**Action item:** Count every line in the entries that contains "below". Report that count alone.

**Natural language region descriptions:**
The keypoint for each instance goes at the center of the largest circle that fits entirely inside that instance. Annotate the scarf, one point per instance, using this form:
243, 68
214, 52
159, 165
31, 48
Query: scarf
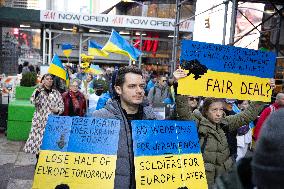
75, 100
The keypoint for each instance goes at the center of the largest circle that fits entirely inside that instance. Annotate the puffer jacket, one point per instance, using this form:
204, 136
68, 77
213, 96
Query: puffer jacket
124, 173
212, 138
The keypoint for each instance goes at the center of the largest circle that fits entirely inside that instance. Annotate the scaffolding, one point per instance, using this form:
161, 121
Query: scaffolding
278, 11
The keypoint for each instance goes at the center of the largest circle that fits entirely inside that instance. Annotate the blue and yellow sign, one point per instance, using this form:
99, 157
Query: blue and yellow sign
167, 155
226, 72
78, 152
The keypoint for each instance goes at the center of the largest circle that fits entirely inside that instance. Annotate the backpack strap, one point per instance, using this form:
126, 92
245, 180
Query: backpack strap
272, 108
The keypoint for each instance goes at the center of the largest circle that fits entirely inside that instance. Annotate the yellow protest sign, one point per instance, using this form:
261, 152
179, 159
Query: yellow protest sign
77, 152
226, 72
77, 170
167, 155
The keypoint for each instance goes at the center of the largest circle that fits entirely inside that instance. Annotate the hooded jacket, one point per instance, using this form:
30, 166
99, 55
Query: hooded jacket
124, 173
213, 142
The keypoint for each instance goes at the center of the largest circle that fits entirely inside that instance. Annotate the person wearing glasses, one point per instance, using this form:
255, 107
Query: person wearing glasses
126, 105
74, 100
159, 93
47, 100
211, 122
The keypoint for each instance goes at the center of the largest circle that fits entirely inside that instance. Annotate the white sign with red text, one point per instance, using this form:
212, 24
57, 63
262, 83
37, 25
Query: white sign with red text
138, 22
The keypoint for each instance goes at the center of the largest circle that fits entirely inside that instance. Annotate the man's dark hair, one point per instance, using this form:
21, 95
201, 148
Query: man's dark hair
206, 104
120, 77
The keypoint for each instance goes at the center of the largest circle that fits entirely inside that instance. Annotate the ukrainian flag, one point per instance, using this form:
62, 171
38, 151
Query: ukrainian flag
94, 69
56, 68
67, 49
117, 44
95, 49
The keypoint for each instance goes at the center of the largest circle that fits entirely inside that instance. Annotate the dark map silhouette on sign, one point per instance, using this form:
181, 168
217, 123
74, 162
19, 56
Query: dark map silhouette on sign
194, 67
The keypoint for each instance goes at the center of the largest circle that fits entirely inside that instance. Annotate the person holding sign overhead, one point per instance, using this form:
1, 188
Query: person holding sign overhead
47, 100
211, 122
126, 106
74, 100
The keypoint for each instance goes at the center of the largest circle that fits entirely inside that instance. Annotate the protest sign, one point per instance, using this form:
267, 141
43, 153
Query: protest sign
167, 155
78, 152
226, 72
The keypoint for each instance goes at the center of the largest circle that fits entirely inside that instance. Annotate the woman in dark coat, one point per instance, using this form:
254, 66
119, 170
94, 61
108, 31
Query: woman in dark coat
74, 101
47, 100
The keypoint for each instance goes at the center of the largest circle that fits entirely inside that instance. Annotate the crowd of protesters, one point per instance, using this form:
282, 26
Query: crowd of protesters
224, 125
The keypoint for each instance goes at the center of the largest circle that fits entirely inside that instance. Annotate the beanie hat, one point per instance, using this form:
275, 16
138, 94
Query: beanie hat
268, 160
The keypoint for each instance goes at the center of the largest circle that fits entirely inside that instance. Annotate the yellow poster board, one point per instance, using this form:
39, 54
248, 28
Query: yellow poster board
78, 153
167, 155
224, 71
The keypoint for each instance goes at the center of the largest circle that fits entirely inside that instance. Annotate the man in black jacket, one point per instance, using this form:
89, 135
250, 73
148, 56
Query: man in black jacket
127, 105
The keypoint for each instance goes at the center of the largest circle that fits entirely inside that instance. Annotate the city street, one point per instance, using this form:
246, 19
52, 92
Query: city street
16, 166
---
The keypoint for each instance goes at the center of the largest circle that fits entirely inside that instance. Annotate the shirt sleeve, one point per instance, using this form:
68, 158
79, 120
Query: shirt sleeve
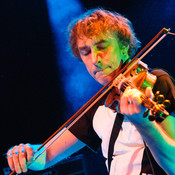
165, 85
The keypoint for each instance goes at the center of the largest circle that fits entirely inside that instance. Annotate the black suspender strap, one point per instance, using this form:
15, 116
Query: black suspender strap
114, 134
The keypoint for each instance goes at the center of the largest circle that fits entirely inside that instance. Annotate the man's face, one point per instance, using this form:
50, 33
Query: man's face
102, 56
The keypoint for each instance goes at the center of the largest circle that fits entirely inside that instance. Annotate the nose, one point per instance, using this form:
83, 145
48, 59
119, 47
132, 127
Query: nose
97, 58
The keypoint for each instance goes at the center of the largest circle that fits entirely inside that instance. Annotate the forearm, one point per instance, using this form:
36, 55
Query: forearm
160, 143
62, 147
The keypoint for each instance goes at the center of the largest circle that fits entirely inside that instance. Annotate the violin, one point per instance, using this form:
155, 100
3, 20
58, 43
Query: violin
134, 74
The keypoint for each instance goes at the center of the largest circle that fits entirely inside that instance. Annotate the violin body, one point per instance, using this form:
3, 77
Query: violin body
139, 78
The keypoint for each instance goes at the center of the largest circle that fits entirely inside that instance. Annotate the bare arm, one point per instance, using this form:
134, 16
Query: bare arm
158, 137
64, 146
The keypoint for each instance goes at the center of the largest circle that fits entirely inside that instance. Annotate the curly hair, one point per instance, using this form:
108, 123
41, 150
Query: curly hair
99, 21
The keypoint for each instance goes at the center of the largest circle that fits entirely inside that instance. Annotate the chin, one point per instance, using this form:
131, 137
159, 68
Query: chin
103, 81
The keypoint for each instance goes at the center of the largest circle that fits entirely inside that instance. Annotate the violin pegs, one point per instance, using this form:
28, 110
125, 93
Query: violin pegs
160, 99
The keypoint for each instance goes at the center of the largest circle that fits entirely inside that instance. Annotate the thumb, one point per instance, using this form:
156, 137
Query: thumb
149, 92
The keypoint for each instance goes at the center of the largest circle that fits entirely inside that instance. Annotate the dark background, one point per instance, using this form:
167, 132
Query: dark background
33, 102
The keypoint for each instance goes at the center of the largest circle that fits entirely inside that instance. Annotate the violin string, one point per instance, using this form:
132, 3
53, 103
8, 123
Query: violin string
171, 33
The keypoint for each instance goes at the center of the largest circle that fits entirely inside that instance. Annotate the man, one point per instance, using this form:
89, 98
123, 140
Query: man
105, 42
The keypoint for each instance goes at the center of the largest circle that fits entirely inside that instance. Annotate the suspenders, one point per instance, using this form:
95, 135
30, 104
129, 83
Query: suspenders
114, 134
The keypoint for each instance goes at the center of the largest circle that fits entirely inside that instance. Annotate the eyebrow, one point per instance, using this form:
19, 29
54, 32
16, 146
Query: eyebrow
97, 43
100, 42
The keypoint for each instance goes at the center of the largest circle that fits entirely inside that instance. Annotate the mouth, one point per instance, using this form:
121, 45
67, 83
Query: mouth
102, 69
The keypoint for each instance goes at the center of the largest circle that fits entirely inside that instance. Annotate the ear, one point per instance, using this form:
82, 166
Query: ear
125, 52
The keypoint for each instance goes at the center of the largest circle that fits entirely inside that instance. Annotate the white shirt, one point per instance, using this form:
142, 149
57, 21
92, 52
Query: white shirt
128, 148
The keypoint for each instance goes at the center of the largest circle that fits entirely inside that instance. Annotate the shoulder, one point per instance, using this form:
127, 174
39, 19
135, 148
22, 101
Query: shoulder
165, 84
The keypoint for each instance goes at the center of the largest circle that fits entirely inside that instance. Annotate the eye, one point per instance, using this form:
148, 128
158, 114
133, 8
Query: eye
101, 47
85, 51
--
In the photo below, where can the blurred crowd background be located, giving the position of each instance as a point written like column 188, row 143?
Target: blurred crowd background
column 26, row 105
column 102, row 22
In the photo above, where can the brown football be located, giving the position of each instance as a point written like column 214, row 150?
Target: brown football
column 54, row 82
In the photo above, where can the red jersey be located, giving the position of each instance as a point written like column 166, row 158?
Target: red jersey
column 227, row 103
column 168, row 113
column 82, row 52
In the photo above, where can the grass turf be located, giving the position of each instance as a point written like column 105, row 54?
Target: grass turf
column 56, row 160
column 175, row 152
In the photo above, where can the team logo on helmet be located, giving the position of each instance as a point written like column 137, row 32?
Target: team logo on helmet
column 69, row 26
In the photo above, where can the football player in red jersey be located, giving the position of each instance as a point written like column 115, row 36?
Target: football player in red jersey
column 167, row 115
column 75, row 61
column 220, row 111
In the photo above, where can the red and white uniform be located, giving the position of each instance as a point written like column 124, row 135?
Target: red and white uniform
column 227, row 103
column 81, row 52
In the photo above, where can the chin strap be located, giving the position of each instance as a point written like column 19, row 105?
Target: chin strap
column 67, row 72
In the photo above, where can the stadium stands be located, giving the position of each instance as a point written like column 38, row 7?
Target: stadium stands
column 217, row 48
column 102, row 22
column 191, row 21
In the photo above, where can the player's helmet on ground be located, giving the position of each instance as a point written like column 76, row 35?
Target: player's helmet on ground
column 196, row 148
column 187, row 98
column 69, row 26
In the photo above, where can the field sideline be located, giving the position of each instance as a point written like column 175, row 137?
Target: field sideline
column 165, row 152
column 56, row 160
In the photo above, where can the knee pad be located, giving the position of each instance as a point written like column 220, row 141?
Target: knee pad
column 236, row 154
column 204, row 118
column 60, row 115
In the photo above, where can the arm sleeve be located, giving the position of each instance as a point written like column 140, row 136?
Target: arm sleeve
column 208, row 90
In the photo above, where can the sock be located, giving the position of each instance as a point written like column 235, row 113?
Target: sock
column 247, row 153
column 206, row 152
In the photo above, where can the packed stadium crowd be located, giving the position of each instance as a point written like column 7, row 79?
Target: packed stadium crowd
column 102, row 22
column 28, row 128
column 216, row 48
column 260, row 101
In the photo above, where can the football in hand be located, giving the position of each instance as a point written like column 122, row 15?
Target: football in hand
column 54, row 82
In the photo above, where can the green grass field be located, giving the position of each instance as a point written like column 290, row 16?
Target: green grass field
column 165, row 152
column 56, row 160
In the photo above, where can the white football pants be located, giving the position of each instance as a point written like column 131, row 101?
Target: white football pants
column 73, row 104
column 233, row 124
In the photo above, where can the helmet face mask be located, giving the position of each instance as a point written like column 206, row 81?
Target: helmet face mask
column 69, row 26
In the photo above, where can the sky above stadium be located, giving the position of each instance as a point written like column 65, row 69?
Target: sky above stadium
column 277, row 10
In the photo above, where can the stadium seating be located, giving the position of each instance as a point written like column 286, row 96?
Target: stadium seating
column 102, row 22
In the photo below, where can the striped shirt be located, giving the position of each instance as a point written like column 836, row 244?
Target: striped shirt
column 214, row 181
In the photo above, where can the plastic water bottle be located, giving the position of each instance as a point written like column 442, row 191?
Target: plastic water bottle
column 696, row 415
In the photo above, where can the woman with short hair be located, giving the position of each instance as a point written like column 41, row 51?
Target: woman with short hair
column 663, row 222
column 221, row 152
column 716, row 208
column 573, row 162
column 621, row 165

**Solution to the problem:** 2